Repeat each record below exactly as given.

(Coordinate annotation records)
------------------------
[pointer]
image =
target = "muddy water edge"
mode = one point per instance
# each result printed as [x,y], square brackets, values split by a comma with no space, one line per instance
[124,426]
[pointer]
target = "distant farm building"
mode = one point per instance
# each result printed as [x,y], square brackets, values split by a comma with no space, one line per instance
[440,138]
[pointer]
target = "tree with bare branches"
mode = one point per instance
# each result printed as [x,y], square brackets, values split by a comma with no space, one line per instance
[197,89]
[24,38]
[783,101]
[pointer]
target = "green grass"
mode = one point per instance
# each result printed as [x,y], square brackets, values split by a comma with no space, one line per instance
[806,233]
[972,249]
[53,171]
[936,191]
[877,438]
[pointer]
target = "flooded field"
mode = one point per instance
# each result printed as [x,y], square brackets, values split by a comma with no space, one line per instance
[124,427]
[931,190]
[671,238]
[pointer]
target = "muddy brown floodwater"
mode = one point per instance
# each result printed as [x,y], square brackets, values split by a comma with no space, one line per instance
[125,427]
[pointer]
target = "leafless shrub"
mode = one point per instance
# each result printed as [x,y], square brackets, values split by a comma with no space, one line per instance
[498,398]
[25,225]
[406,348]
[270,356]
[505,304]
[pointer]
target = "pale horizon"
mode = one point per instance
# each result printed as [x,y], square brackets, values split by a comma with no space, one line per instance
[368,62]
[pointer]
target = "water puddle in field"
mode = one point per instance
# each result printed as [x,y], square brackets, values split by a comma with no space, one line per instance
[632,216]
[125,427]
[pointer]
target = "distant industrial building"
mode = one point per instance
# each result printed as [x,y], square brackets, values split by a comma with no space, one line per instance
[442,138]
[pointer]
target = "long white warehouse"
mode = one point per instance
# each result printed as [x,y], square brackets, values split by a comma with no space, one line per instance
------------------------
▶ _EXERCISE RESPONSE_:
[pointer]
image =
target = "muddy water edge"
mode = one point per instance
# each result printed as [x,y], square brackets, values split by a comma with no space, one line per instance
[124,426]
[pointer]
target = "distant farm building"
mode = one point per instance
# each result printed as [x,y], square brackets, values split by a comma with no space, one line per instance
[440,138]
[pointer]
target = "tree with bare branches"
mode = one point per instance
# each result printed as [x,y], square brackets, values split by a comma with no space, one line per instance
[197,89]
[24,38]
[783,101]
[pointer]
target = "green grass"
mode = one point per instance
# each result printed as [x,y], square brackets, values split by a comma with no space, one line per instance
[806,233]
[972,249]
[53,171]
[936,191]
[877,438]
[pointer]
target = "flooded field"
mode = one point per instance
# each result printed as [x,y], square brackets, values split by a comma with no space, one line per instance
[124,427]
[931,190]
[671,238]
[pointer]
target = "muddy brown floodwater"
mode = one point per instance
# each result printed as [x,y], square brackets, values split by a comma with no space, one line per instance
[125,427]
[pointer]
target = "leafless shrub"
mode = one point per instance
# each result printed as [x,y], square brackets, values split by a comma with no space, one line per instance
[498,398]
[25,225]
[406,348]
[270,356]
[505,304]
[pointer]
target = "pale horizon"
mode = one point per instance
# each result printed as [x,y], square brackets, values split by a comma with no space, one line per instance
[368,62]
[pointer]
target = "water puddle in field"
mode = one point per instance
# each result printed as [x,y], square brackets, values split by a comma with no space, one line per instance
[632,216]
[125,427]
[pointer]
target = "distant industrial building"
mode = one point per instance
# each result printed as [x,y], square brackets, values split by a comma with no space, one line per instance
[442,138]
[pointer]
target = "long white warehouse"
mode = one point per instance
# each result printed as [x,y], square brackets, values split by a comma with no space, one line per instance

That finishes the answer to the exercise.